» TEXT TO READ
2019 World Champs Preview: Titmus Inches Closer to Ledecky in 400 Free

2019 FINA WORLD AQUATICS CHAMPIONSHIPS

  • All sports: Friday, July 12 – Sunday, July 28, 2019
  • Pool swimming: Sunday, July 21 – Sunday, July 28, 2019
  • The Nambu University Municipal Aquatics Center, Gwangju, Korea
  • Meet site
  • FinaTV Live Stream
  • Live results

WOMEN’S 400M FREESTYLE

  • World Record: 3:56.46, Katie Ledecky, USA — 2016 Rio Olympics
  • World Championship Record: 3:58.34, Katie Ledecky, USA — 2017 FINA World Championships
  • World Junior Record: 3:58.47, Katie Ledecky, USA — 2014 Pan Pacific Championships
  • Defending 2017 World Champion: 3:58.34, Katie Ledecky, USA

If you were betting on the outcome of the women’s 400 meter freestyle at the 2019 World Championships, would you put money on anybody other than Katie Ledecky to win gold? If we were to compile a list of all the major meets where she has won that race since 2013 when she won her first World Championship title (in any event), it would be obnoxiously long.

» DATASET CONTENT

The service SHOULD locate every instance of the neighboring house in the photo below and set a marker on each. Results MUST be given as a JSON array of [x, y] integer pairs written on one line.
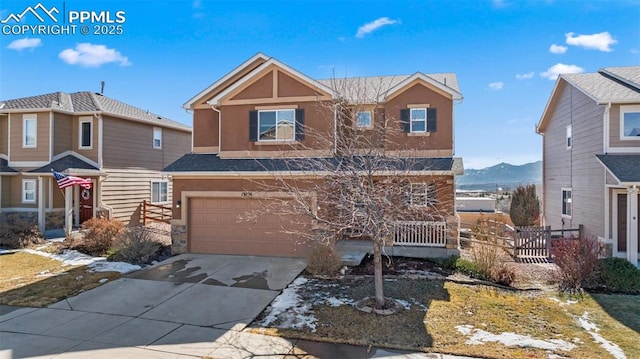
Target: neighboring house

» STATED TASK
According to the swimming preview, at which venue was the 2019 FINA World Aquatics Championships held? The listing plays no part in this work.

» CORRECT RESULT
The Nambu University Municipal Aquatics Center in Gwangju, Korea.